For the entries below, state how many lines include the string "grass", and write nothing besides that number.

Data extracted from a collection
------------------------------

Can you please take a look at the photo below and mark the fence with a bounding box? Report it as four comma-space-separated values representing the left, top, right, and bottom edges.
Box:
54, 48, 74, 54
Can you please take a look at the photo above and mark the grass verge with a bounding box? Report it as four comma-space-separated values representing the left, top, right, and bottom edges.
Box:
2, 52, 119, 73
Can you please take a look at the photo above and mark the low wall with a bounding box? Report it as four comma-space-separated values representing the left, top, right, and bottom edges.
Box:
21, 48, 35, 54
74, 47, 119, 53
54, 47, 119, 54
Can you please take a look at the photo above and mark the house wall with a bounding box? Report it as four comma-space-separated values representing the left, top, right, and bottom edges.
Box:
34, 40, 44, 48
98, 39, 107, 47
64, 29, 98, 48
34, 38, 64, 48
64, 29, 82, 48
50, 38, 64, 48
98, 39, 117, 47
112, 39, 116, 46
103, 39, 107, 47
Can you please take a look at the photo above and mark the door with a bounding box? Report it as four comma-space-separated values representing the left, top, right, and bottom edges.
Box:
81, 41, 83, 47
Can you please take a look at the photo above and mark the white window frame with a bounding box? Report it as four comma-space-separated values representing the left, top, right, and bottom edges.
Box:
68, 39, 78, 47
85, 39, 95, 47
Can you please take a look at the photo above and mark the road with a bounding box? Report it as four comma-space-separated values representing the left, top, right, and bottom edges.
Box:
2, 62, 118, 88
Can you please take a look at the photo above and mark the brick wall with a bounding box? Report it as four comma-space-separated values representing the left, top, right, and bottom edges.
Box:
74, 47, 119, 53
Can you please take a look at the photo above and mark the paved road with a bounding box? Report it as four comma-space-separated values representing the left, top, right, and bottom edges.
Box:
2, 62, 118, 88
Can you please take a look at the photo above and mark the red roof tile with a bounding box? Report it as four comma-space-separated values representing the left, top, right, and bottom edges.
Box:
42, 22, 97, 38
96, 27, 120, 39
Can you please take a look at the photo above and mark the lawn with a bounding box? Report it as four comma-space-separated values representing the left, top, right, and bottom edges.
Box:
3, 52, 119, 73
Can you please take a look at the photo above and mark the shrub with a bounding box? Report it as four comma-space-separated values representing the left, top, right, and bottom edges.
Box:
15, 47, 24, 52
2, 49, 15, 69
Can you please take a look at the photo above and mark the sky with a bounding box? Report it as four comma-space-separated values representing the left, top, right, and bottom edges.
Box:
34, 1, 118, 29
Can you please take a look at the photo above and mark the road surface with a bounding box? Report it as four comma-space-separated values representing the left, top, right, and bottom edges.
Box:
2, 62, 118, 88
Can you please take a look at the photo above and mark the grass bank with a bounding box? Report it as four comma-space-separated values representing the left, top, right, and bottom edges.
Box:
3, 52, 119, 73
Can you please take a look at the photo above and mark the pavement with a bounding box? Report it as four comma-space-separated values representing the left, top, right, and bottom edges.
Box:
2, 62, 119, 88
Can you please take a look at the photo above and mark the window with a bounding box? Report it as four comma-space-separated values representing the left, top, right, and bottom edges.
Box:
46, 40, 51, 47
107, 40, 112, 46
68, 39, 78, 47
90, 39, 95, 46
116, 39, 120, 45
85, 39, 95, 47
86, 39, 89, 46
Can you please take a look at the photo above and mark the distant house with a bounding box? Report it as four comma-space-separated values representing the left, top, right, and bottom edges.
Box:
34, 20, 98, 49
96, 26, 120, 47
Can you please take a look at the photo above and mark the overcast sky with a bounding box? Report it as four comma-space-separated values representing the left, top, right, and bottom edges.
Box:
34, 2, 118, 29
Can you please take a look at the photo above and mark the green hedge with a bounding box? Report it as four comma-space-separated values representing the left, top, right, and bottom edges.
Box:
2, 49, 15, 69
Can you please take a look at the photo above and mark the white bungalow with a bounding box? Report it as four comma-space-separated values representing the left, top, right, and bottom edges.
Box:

------------------------------

**Output below:**
2